-- Your tasks --
(A) In the Brunson biography, copy the text between "American architect (1887–1980)" and "Paul, Minnesota (1923)", inclusive, substituting "draftsperson" for "drafter".
(B) Condense the paragraph of the Brunson biography that begins "Brunson was probably born" into a bulleted list that keeps its main facts.

American architect (1887–1980)

Emma (née Gruetzke) Brunson (1887–1980) was an American architect and the state of Minnesota's first registered woman architect.

==Life and work==
Brunson was probably born in St. Paul, Minnesota. Nothing is known of her education and training, however, she worked as a drafter and specifications writer for Augustus F. Gauger for 15 years before she opened her own firm in 1920. She became Minnesota's First registered woman architect on December 23, 1921, soon after the enactment of the Minnesota law requiring registration for architects and engineers. She did primarily residential work until her retirement in 1968. Brunson died in St. Paul, Minnesota in 1980.

==Projects==
Some of her buildings are:
- Hugo Koch residence, Osceola Avenue between Albert and Hamline Avenues, Saint Paul, Minnesota (1923)
- Emma Brunson residence, Maryland Street between Arcade and Mendota Streets, Saint Paul
- Theodore Maier residence, 616 Gotzian, St. Paul (1926)
- C.E. Smith residence, 673 Nebraska Avenue, St. Paul (1926)
- George E & Anne N Olson House, 203 Montrose Pl, St. Paul (1936)

==Legacy==

Her papers are held in the Northwest Architectural Archives at the University of Minnesota.

Data records

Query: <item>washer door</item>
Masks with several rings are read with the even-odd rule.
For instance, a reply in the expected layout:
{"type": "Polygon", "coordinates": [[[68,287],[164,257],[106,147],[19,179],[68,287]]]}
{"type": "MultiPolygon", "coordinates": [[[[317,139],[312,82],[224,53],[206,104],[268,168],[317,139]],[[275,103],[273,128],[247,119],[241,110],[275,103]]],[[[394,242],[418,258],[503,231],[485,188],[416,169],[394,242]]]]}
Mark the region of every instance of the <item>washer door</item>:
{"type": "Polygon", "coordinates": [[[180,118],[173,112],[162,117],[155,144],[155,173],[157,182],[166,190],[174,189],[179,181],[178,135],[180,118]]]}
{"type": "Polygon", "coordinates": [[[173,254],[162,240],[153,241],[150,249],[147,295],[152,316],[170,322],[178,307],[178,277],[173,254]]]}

-- Problem solutions --
(A)
American architect (1887–1980)

Emma (née Gruetzke) Brunson (1887–1980) was an American architect and the state of Minnesota's first registered woman architect.

==Life and work==
Brunson was probably born in St. Paul, Minnesota. Nothing is known of her education and training, however, she worked as a draftsperson and specifications writer for Augustus F. Gauger for 15 years before she opened her own firm in 1920. She became Minnesota's First registered woman architect on December 23, 1921, soon after the enactment of the Minnesota law requiring registration for architects and engineers. She did primarily residential work until her retirement in 1968. Brunson died in St. Paul, Minnesota in 1980.

==Projects==
Some of her buildings are:
- Hugo Koch residence, Osceola Avenue between Albert and Hamline Avenues, Saint Paul, Minnesota (1923)

(B)
- Probably born in St. Paul, Minnesota; her education and training are unknown.
- Worked 15 years as a drafter and specifications writer for Augustus F. Gauger.
- Opened her own firm in 1920.
- Became Minnesota's first registered woman architect on December 23, 1921, soon after the state began requiring registration for architects and engineers.
- Did mainly residential work until retiring in 1968.
- Died in St. Paul, Minnesota, in 1980.